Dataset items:

[start]

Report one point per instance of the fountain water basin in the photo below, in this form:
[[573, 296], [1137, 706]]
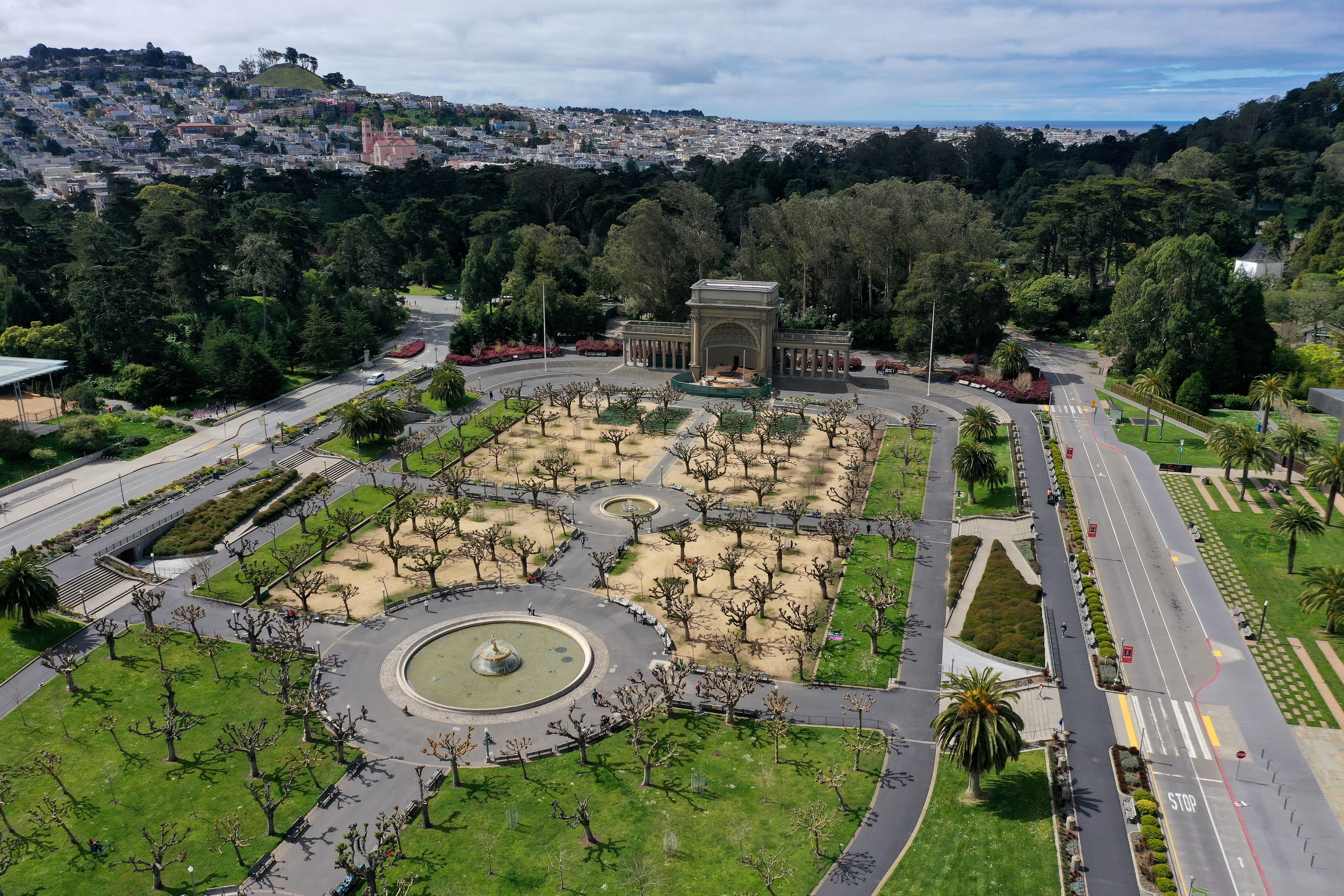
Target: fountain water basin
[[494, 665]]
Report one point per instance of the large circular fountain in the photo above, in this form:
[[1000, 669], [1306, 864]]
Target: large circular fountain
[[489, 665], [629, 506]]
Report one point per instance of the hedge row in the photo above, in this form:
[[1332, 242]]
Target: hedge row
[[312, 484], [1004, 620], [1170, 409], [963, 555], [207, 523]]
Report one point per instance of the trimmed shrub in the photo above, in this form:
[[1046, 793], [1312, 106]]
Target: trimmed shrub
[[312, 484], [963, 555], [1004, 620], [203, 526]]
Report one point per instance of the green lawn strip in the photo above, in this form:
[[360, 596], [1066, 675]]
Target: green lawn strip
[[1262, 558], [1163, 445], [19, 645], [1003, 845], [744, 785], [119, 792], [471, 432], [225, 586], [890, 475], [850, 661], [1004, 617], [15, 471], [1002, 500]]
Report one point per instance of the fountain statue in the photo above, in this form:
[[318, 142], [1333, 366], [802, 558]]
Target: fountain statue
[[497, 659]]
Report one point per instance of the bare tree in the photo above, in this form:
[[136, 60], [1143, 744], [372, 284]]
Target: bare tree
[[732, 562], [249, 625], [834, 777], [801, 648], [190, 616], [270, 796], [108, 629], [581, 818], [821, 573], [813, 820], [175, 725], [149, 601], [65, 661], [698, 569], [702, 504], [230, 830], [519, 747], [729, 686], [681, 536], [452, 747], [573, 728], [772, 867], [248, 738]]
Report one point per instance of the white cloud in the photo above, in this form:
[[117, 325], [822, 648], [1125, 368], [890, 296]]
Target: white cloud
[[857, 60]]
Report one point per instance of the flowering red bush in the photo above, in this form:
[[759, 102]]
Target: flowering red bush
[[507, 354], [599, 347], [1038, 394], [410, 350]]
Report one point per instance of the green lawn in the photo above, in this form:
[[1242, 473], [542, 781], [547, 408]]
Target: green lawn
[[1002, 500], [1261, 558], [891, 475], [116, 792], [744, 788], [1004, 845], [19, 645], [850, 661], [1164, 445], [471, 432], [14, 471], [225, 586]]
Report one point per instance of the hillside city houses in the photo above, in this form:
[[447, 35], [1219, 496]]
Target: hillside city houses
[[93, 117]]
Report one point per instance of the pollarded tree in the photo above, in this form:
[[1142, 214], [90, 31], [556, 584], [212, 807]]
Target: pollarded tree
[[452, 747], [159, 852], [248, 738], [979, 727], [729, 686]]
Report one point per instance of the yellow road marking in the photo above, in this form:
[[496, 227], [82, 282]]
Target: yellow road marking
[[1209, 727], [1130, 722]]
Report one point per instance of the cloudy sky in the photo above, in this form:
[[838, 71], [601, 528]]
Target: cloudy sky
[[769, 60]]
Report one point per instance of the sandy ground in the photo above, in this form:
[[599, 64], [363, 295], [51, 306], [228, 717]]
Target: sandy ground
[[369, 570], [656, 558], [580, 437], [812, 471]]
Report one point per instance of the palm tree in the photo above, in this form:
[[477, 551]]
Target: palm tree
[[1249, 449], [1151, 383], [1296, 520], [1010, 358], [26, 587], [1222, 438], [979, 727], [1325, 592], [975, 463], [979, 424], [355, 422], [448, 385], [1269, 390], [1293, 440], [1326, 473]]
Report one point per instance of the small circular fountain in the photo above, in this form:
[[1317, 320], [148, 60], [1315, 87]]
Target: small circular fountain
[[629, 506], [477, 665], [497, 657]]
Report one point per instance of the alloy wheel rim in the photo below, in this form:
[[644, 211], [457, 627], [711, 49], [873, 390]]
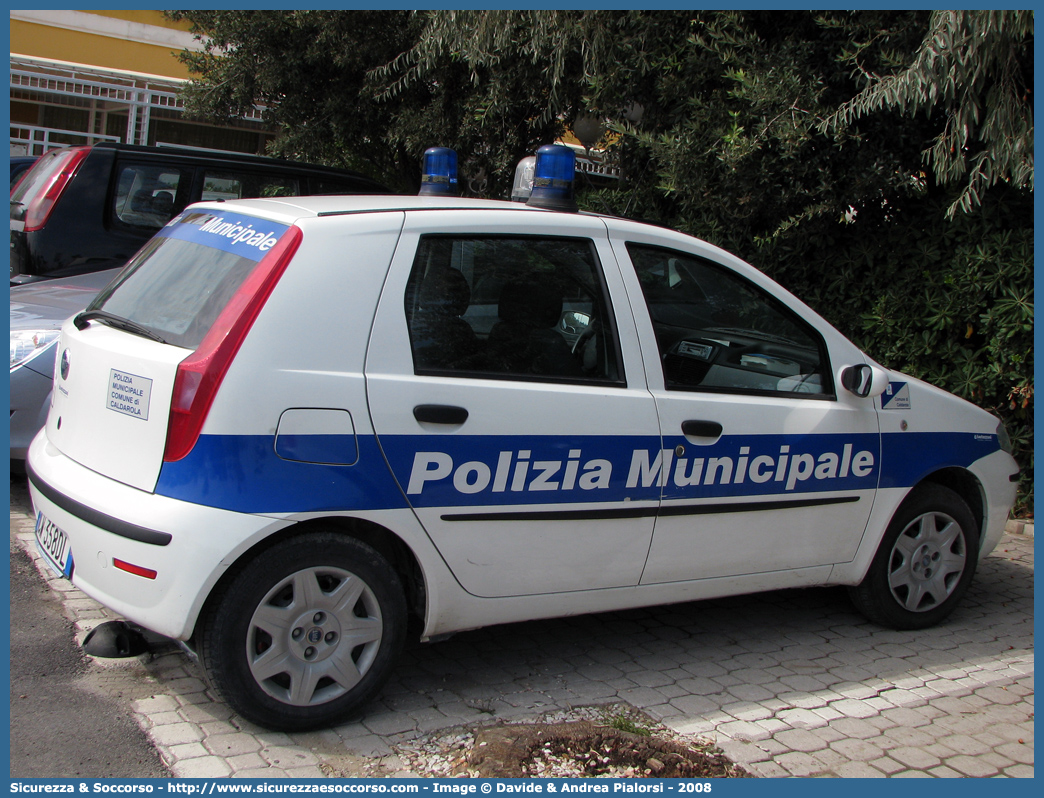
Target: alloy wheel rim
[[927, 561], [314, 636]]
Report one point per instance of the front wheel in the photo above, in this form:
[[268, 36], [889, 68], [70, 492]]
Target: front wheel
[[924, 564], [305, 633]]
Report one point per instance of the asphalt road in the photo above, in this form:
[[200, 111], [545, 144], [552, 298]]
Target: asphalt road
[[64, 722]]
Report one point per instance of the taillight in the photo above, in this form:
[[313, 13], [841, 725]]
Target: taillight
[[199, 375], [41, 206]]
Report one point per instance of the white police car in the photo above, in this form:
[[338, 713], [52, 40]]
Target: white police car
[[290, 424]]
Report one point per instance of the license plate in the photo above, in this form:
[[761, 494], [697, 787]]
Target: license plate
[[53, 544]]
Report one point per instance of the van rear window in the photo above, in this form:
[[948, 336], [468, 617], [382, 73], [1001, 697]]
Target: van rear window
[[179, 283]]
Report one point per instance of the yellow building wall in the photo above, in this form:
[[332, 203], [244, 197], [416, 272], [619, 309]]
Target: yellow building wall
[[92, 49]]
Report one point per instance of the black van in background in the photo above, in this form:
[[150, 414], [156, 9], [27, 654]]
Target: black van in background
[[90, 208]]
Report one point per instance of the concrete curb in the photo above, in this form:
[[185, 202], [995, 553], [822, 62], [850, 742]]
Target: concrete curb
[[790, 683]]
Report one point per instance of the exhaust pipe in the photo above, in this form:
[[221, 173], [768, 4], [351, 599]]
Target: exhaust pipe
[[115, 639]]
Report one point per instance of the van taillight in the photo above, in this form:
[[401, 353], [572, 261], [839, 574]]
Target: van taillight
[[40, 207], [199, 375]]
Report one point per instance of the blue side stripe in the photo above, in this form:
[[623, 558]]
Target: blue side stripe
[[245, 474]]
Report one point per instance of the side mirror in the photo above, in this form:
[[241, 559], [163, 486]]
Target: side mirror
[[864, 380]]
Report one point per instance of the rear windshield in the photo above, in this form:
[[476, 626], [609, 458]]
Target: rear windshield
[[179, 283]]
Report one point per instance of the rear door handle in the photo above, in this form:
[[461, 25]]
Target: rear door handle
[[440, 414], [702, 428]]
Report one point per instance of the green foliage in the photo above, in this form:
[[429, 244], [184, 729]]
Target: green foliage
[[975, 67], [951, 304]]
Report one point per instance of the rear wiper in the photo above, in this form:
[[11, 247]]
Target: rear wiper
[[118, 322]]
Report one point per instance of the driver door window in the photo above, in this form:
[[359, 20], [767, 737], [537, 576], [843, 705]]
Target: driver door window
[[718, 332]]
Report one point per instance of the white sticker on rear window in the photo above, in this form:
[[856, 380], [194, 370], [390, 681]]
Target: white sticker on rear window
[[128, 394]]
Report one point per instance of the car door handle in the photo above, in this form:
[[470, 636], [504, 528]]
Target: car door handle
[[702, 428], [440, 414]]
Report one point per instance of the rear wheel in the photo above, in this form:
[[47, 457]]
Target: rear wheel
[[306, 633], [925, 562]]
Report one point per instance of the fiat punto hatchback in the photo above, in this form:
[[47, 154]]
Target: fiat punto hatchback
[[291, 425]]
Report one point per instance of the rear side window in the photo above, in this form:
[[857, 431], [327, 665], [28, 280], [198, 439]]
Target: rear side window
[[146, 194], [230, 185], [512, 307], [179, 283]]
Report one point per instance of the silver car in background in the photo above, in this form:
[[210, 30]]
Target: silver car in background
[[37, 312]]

[end]
[start]

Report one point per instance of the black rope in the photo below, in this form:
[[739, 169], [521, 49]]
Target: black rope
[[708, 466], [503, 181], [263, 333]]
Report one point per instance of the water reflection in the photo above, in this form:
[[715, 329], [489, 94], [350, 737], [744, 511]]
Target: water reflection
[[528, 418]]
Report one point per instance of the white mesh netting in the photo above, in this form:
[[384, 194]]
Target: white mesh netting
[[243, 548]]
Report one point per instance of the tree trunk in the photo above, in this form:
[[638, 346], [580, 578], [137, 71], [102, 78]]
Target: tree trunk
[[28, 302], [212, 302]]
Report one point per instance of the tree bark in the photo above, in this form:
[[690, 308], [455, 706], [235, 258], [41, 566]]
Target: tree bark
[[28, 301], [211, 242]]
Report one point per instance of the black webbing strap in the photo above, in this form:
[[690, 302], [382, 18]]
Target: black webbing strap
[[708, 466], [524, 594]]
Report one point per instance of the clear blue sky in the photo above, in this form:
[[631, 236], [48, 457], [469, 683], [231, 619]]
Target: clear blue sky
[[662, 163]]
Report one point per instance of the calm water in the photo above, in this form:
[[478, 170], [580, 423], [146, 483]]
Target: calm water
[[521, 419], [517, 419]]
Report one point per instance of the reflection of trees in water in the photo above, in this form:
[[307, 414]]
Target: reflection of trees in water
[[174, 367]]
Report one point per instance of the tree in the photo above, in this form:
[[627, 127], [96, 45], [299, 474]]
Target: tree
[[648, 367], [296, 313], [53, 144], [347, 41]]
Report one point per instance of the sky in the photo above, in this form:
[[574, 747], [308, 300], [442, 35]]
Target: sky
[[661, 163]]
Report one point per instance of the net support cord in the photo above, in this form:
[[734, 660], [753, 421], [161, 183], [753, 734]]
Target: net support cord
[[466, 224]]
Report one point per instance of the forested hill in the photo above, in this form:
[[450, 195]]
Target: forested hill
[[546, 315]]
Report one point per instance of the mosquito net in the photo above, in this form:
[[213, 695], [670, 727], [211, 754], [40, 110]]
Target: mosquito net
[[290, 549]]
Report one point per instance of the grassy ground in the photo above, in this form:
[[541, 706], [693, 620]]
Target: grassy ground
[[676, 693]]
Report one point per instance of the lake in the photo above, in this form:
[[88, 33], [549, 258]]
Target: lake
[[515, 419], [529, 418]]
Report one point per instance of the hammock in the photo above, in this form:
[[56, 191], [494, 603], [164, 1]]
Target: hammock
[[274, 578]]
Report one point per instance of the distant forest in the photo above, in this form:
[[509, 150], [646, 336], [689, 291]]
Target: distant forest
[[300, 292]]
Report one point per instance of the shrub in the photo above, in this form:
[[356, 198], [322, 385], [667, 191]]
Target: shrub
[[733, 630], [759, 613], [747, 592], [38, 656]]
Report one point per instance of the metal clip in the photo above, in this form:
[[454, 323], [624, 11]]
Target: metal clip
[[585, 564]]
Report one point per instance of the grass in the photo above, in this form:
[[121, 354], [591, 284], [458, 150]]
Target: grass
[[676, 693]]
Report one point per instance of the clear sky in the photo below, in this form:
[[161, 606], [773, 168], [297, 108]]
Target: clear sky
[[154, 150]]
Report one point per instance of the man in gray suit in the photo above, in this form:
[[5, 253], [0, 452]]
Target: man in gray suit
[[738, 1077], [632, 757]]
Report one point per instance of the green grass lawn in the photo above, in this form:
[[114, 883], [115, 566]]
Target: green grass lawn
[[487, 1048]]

[end]
[start]

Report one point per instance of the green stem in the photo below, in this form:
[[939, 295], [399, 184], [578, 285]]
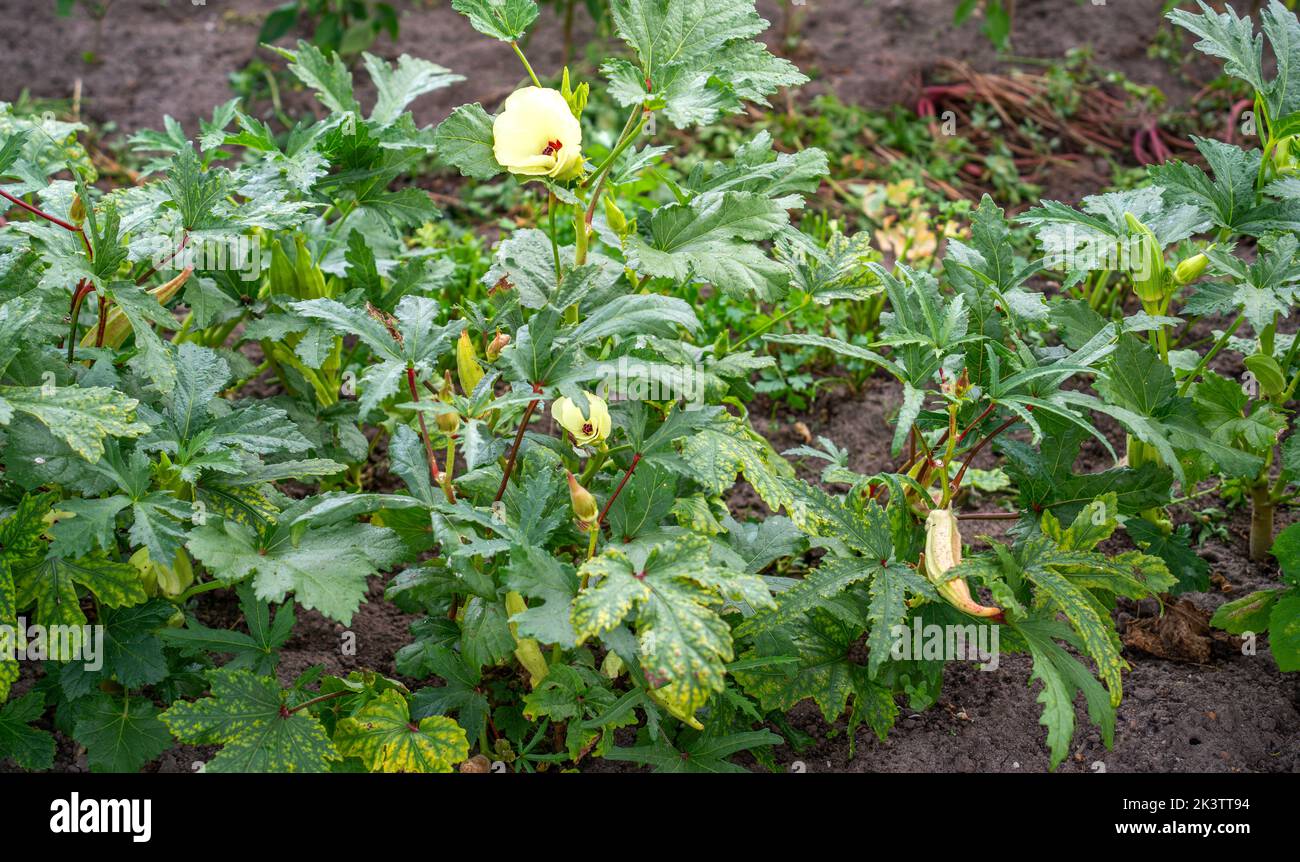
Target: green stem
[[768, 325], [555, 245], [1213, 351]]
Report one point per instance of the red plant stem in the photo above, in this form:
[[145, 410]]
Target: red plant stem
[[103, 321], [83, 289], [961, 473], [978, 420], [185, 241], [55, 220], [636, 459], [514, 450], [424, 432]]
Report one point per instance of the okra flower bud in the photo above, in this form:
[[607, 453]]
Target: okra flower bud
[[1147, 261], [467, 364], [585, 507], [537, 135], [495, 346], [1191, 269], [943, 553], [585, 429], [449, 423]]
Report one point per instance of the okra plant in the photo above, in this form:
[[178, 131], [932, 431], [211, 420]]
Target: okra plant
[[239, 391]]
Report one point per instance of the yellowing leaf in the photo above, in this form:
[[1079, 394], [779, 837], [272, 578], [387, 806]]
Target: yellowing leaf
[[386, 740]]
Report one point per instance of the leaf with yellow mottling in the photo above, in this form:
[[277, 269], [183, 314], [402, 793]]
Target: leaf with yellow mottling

[end]

To be done |
From the material above, extract every line verbatim, from the line holding "Report one point per instance of the fountain water" through the line holding "471], [1002, 500]]", inclusive. Leave the pictures out of your copy.

Solved exercise |
Report one point per instance of the fountain water basin in the photo below, in this form:
[[573, 296], [1137, 706]]
Target: fountain water basin
[[494, 665]]
Report one point per instance of the large circular fountain in the photo above, in this form:
[[1000, 669], [1306, 864]]
Target: large circular fountain
[[489, 665], [629, 506]]
Report one point per instance of the hedge row in the photo above, in this form:
[[1332, 242]]
Target: hedge row
[[312, 484], [1004, 620], [1170, 409], [963, 555], [207, 523]]
Report one point per instance of the trimmed shrub in the photo above, in this form:
[[1046, 793], [1312, 106]]
Target: trimmed shrub
[[312, 484], [963, 555], [1004, 620], [203, 526]]
Report one point per instance of the green lawn strip in the photo above, in this form:
[[360, 596], [1066, 675]]
Target: green lawn strip
[[1262, 558], [1163, 445], [19, 645], [1003, 845], [744, 785], [119, 792], [471, 432], [225, 586], [890, 475], [850, 661], [1004, 617], [15, 471], [1002, 500]]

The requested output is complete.